- INSTRUCTION
Pull out every line in the records below that contains the string "dress". The match is case-sensitive.

(Point labeling records)
»»

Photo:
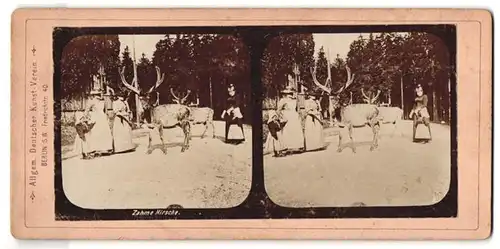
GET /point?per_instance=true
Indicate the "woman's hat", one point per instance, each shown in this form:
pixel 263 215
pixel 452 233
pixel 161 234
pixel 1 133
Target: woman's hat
pixel 95 92
pixel 287 90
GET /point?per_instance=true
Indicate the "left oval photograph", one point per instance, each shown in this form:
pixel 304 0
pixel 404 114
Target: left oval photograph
pixel 150 121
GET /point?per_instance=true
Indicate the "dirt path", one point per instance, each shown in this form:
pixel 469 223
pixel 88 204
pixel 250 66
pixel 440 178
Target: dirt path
pixel 211 174
pixel 399 172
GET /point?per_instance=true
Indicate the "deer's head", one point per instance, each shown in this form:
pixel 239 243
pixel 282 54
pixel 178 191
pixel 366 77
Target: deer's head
pixel 327 86
pixel 179 100
pixel 147 99
pixel 370 98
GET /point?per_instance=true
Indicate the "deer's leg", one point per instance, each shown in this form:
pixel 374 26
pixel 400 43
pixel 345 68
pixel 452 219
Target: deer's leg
pixel 213 128
pixel 339 149
pixel 204 131
pixel 375 129
pixel 160 131
pixel 415 124
pixel 353 147
pixel 186 128
pixel 427 123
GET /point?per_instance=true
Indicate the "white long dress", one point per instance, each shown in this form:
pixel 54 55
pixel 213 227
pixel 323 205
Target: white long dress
pixel 313 130
pixel 292 133
pixel 100 137
pixel 122 132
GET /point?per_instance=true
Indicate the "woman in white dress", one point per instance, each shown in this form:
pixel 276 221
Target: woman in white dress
pixel 292 133
pixel 420 115
pixel 313 130
pixel 122 131
pixel 100 138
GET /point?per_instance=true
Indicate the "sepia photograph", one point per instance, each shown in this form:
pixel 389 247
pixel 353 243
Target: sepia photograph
pixel 251 124
pixel 357 119
pixel 151 121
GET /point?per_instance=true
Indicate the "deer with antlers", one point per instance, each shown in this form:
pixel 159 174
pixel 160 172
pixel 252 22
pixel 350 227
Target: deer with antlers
pixel 387 114
pixel 162 116
pixel 351 115
pixel 198 115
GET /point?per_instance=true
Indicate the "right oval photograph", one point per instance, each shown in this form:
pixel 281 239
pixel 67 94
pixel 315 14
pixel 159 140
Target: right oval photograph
pixel 357 119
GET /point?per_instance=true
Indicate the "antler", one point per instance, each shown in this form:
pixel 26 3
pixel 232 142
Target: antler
pixel 376 96
pixel 316 82
pixel 185 97
pixel 159 80
pixel 350 79
pixel 176 99
pixel 129 86
pixel 109 90
pixel 365 97
pixel 370 100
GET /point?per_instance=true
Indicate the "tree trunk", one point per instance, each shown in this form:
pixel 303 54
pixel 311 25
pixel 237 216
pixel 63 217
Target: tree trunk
pixel 210 89
pixel 402 97
pixel 434 104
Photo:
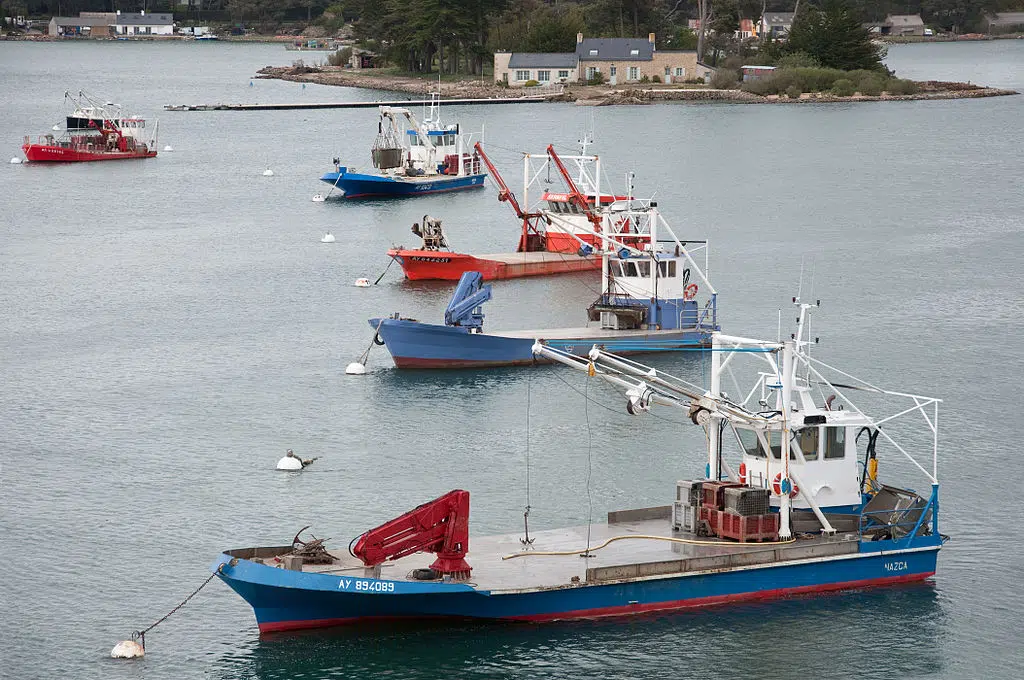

««

- SOLUTION TO THIS EXERCISE
Indicate the "white long dress", one point per instance, each shown in this form:
Target: white long dress
Indicate the "woman in white dress", one point per instance, each shown in this form:
Target: woman in white dress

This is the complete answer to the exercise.